What is required – Only the lines from the one holding "Could you point out the winter" to the end of the data should be echoed, exactly as they appear, minus the pictures.

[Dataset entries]
===============

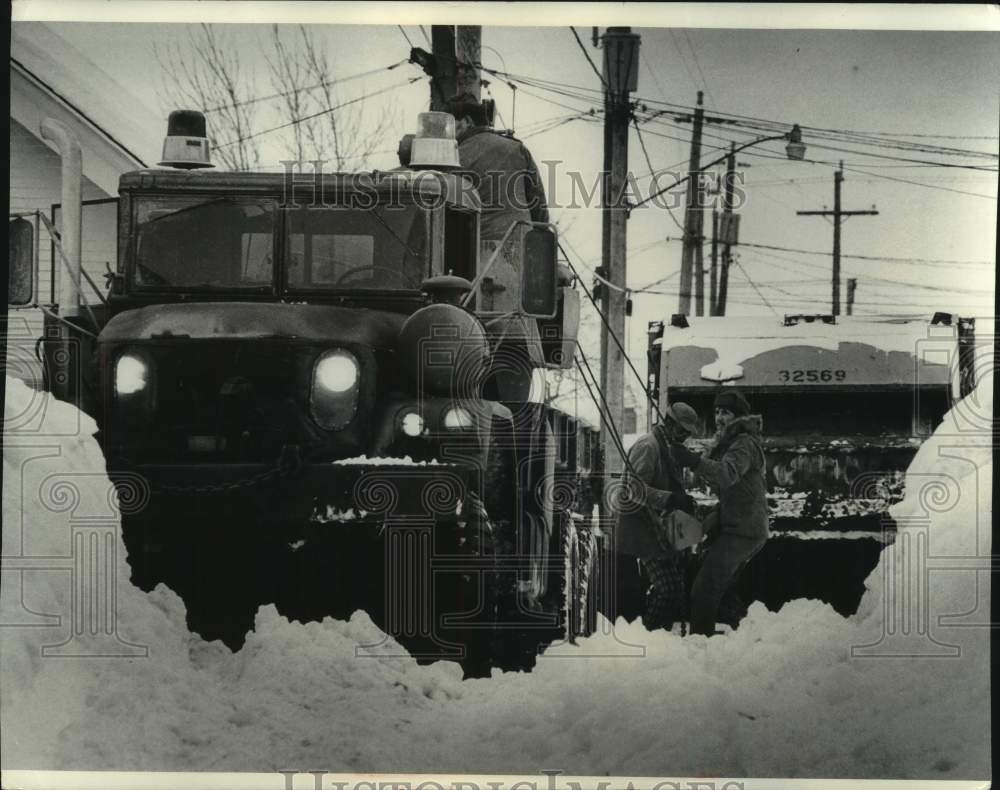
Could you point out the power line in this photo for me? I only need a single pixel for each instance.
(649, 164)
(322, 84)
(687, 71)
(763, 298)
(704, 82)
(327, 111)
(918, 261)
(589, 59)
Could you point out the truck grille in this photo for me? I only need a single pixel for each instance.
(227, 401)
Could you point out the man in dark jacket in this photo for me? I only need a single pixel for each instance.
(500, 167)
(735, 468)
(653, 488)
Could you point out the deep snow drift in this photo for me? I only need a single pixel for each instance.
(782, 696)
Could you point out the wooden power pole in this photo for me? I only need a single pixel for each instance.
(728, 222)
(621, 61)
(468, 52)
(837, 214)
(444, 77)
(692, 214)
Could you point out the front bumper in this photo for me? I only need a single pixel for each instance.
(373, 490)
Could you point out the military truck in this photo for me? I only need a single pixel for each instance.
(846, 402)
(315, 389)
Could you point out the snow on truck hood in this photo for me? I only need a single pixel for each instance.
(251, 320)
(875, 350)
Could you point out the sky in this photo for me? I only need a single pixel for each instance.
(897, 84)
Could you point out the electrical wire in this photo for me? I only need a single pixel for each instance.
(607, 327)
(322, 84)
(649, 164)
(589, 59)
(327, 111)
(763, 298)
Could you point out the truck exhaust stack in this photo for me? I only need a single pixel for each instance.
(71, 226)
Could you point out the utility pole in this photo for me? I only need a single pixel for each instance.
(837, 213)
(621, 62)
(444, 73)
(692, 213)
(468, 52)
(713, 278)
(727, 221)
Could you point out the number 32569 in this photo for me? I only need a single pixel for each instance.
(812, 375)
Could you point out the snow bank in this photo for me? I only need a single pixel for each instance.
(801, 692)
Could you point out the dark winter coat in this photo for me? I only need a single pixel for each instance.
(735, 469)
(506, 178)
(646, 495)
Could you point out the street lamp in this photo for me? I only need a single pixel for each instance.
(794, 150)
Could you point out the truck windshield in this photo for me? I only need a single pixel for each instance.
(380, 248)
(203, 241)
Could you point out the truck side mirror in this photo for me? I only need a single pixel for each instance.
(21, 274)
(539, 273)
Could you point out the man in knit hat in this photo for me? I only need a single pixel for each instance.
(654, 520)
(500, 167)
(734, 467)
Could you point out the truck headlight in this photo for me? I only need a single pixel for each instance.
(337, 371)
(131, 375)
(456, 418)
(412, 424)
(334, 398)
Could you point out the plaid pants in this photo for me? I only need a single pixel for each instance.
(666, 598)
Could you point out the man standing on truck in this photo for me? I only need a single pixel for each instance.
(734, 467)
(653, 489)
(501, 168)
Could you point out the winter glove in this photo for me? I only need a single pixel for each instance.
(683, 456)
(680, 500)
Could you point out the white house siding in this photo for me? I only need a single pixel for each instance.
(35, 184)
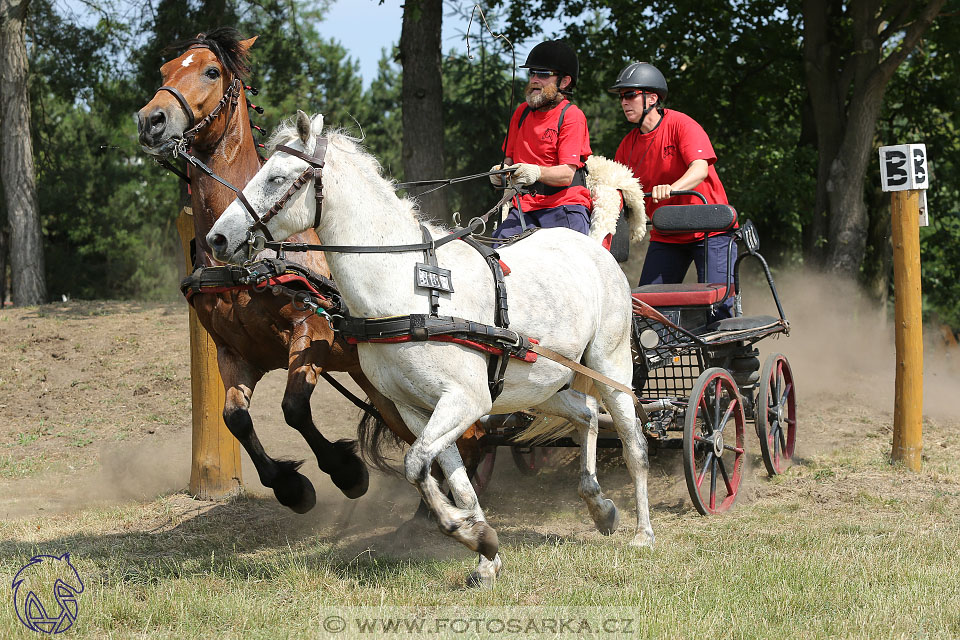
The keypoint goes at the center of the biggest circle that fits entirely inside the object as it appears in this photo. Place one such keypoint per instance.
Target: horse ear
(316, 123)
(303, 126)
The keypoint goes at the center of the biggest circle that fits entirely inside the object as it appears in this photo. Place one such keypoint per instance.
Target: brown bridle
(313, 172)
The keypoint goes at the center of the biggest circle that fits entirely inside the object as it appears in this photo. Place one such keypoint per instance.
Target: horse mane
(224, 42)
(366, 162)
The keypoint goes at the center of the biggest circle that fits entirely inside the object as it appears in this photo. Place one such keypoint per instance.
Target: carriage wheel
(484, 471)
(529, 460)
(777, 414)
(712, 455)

===============

Expected answer –
Could you point out the winter glove in this photo for me? I only need a single pixel for each instance.
(683, 456)
(680, 500)
Could you point out the white house siding in this photo for me? I only need a single pixel for each instance.
(35, 184)
The keypoint goes at the center of the biggest circle that fits entirely inside the object as it appears in this photo. Place one such keypoint per instance.
Target: horse ear
(316, 123)
(303, 126)
The keypoint goes at the center of the biggest circle that fits entirely inside the object as it appears in this photo. Place one such keypoint per instance.
Target: brown bridle
(313, 172)
The keypoint goes at the center of the biggest circle that fits entirely inside the object as it appears in this photo. Place one such keypoint per instance.
Target: horse mane
(224, 42)
(366, 162)
The keypoint goes at the center of the biggest circle that fits entirely inside the object as it appears in this photo. Place one such keypoint per instance.
Target: carriage wheel
(484, 471)
(529, 460)
(777, 414)
(712, 455)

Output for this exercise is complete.